Given problem
From the thread on making queen cages, return the stretch from "## Bee Draggle" through "(Jan 16, 2011)", copied word for word.

Source document
# Making Queen Cages



## Bee Draggle (Apr 5, 2006)

I would like to make some 3 hole wooden queen cages. What type of drill bit is used to bore the three holes? It appears to be a router bit since the holes are flat on the bottom. Am I correct?


----------



## cg3 (Jan 16, 2011)

Forstner (sp?) drill bit.


----------



## djastram (May 1, 2011)

Looks like they use an end mill.


----------



## Jim 134 (Dec 1, 2007)

Bee Draggle

How many Queen Cages do you need you can buy thim at. Forstner (sp?) drill bit will cost about $30 or so 

https://kelleybees.com/Products/Detail/?id=3336333233353335&grouped=1


BEE HAPPY Jim 134


----------



## Joseph Clemens (Feb 12, 2005)

There are several different tools that can make cuts like those used in three-hole wooden queen cages. A router bit could certainly be one that could cut such holes. A forstner bit, brad point bit, end mill, spade bit, etc. could also be used. Each would have its pros and cons when attempting to recreate the dimensions and specs of a three-hole queen cage.

Data section
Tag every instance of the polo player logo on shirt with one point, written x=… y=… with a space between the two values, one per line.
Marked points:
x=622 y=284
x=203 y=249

The output
## Bee Draggle (Apr 5, 2006)

I would like to make some 3 hole wooden queen cages. What type of drill bit is used to bore the three holes? It appears to be a router bit since the holes are flat on the bottom. Am I correct?


----------



## cg3 (Jan 16, 2011)